TASK DESCRIPTION: Restate the listing exactly.
BEGIN EXTRACTED DATA
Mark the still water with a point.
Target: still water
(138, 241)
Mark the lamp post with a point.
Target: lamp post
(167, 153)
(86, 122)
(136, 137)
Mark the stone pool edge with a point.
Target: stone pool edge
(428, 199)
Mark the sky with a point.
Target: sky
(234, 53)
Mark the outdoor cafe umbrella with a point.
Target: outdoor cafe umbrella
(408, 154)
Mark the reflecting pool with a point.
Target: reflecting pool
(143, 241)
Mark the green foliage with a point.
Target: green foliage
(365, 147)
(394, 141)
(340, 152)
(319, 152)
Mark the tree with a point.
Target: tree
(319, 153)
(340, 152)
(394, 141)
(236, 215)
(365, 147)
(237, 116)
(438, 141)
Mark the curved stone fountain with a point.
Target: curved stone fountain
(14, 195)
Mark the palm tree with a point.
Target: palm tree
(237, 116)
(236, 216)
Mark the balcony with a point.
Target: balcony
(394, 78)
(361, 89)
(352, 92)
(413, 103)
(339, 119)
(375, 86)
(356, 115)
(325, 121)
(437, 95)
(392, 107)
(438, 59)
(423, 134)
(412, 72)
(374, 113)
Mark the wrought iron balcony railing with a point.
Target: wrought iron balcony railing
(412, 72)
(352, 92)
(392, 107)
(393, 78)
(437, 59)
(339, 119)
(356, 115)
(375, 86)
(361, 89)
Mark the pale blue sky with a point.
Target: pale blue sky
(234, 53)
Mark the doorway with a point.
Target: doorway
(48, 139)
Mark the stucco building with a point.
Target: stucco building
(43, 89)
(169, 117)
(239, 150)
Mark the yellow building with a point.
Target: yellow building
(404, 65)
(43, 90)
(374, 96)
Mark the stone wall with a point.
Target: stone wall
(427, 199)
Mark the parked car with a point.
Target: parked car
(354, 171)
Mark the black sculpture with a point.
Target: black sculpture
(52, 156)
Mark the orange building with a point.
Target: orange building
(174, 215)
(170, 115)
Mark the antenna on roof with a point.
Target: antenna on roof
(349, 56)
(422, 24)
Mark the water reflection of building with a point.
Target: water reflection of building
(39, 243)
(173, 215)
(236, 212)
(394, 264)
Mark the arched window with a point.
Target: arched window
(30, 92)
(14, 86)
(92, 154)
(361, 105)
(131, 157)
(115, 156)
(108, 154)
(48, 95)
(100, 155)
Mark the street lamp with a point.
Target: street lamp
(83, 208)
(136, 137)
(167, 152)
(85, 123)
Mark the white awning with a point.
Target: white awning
END EXTRACTED DATA
REPLY TO THE TASK:
Mark the still water with a point.
Target: still water
(138, 241)
Mark the lamp post with a point.
Target: lamp post
(167, 153)
(86, 122)
(136, 137)
Mark the stone pool edge with a point.
Target: stone pool edge
(428, 199)
Mark the sky with a point.
Target: sky
(234, 53)
Mark the outdoor cafe umbrella with a point.
Target: outdoor cafe umbrella
(408, 154)
Mark the reflecting pool with a point.
Target: reflecting pool
(143, 241)
Mark the green foliage with a point.
Target: green foliage
(365, 147)
(394, 141)
(340, 152)
(319, 152)
Mark the tree with a point.
Target: tree
(319, 153)
(340, 152)
(394, 141)
(236, 215)
(365, 147)
(237, 116)
(438, 141)
Mark the curved stone fountain with a point.
Target: curved stone fountain
(14, 195)
Mark the palm tree with a point.
Target: palm tree
(237, 116)
(236, 216)
Mark the balcony with a point.
Target: balcony
(394, 78)
(361, 89)
(352, 92)
(413, 103)
(339, 119)
(375, 86)
(356, 115)
(325, 121)
(437, 95)
(392, 107)
(438, 59)
(423, 134)
(412, 72)
(374, 113)
Mark the wrought iron balcony railing with a point.
Target: wrought iron balcony railing
(412, 72)
(352, 92)
(392, 107)
(393, 78)
(437, 59)
(339, 119)
(356, 115)
(375, 86)
(361, 89)
Mark the pale blue sky with a point.
Target: pale blue sky
(234, 53)
Mark the doorway with a point.
Target: doorway
(48, 139)
Mark the stucco building with a point.
Target: stucco building
(43, 89)
(169, 117)
(239, 150)
Mark the yellow building with a point.
Target: yellow building
(404, 65)
(43, 90)
(374, 96)
Mark the stone wall with a point.
Target: stone wall
(427, 199)
Mark the parked car with a point.
Target: parked car
(354, 171)
Mark the black sculpture with a point.
Target: black sculpture
(52, 156)
Mark the orange building with a point.
Target: orange building
(174, 215)
(170, 115)
Mark the antenna on roof with a point.
Target: antenna on roof
(349, 56)
(422, 24)
Mark the water reflection of building with a point.
Target: water reflection of building
(39, 243)
(173, 215)
(236, 212)
(394, 264)
Mark the arched window with a point.
Target: arched window
(30, 92)
(14, 86)
(92, 154)
(361, 105)
(131, 157)
(115, 156)
(108, 154)
(48, 95)
(100, 155)
Mark the street lamp with a point.
Target: street lamp
(83, 208)
(136, 137)
(167, 152)
(85, 123)
Mark the white awning with a point.
Target: white awning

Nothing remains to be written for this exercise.